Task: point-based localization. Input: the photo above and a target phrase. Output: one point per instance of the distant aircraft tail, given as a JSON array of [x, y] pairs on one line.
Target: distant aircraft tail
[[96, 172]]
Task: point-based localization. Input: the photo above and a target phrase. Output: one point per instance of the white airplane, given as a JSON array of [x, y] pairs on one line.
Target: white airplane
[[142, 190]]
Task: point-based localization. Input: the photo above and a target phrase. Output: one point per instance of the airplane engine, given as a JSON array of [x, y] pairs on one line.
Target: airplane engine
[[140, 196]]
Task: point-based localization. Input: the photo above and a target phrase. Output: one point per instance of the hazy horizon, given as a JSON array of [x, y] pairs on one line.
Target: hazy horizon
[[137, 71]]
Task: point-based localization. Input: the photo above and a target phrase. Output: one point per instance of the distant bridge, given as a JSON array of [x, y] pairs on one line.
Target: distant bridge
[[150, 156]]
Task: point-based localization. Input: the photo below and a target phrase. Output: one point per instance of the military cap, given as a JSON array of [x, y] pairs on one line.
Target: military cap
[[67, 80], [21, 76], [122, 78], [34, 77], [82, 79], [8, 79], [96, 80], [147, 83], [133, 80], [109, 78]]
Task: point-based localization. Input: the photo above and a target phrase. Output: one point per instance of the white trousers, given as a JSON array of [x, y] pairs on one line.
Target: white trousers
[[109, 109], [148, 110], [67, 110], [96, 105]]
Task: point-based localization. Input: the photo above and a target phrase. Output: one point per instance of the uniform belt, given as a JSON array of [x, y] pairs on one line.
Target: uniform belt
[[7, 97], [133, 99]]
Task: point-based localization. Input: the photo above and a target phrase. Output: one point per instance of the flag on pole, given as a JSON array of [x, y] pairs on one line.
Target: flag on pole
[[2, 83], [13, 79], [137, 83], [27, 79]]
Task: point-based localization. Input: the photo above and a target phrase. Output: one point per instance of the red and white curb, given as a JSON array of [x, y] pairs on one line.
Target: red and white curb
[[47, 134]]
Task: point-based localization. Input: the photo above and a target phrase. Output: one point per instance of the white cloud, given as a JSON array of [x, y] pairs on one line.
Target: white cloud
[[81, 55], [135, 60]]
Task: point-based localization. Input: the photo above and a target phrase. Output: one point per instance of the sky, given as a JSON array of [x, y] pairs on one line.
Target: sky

···

__GOAL__
Print the data above again, line by line, with every line reproduced verbatim.

__CORRECT RESULT__
Task: point-based localization. Input: the photo above and a target phrase. Output: one point per instance of the distant aircraft tail, given as a JSON array of [x, y] pairs on one line.
Target: distant aircraft tail
[[96, 172]]
Task: point-based localization. Input: the photo above and a target phrase. Output: one point per instance of the white airplane, given as a JSON array of [x, y] pairs on one line.
Target: white airplane
[[142, 190]]
Task: point-based localization. Input: the photo above and a target phrase. Output: one point per instance of the airplane engine, given as a JSON array of [x, y] pairs on one line.
Target: airplane engine
[[140, 196]]
Task: point-based localization. Input: the photo above and a target phrase. Output: one point per instance of the hazy horizon, given as a JSON array of [x, y] pairs on one line.
Target: hazy horizon
[[137, 71]]
Task: point-based localization. Input: the photo above and a target phrase. Output: one point per instance of the distant bridge, given as a JSON array of [x, y] pairs on one line.
Target: distant bridge
[[150, 156]]
Task: point-based localization. Input: the photo below and a target phrase. Output: one point per instance of the military cap, given as a JSON array of [x, y] pairs on one line.
Target: military cap
[[67, 80], [21, 76], [122, 78], [34, 77], [82, 79], [8, 79], [96, 80], [147, 83], [133, 80], [109, 78]]
Task: point-based localization. Input: the photo above and a target phrase. Output: one point per instance of the white trousers, given as a JSON array of [x, y] pairs on one line.
Target: white trousers
[[109, 109], [148, 110], [67, 110], [96, 105]]
Task: point-based localization. Input: the photo above and a target phrase. Output: one point per instance of the uniform belt, given as a JSON array of [x, y] pairs on one line.
Target: uniform belt
[[7, 97], [133, 99]]
Task: point-based localization. Input: the photo above and a target phrase. Output: one point per instance of the flag on pole, given as a JSON array of [x, y] pairs on one line.
Target: flag on pole
[[2, 83], [13, 79], [137, 83], [27, 79]]
Task: point-based localization. Input: the photo above and a target phrase. Output: one point per instance of the red and white curb, given as a JSON array of [x, y] pairs on one line.
Target: red and white curb
[[47, 134]]
Task: point-based localization. Input: the photo above and a target phrase. Output: one point per instance of the white cloud, given as a JSON array of [x, y] pairs on one line.
Target: white cloud
[[81, 55], [135, 60]]
Task: point-based localization. Input: the photo above and a target phrase. Output: one point per instance of the sky, given as a JSON array of [x, y] pairs on one line.
Target: sky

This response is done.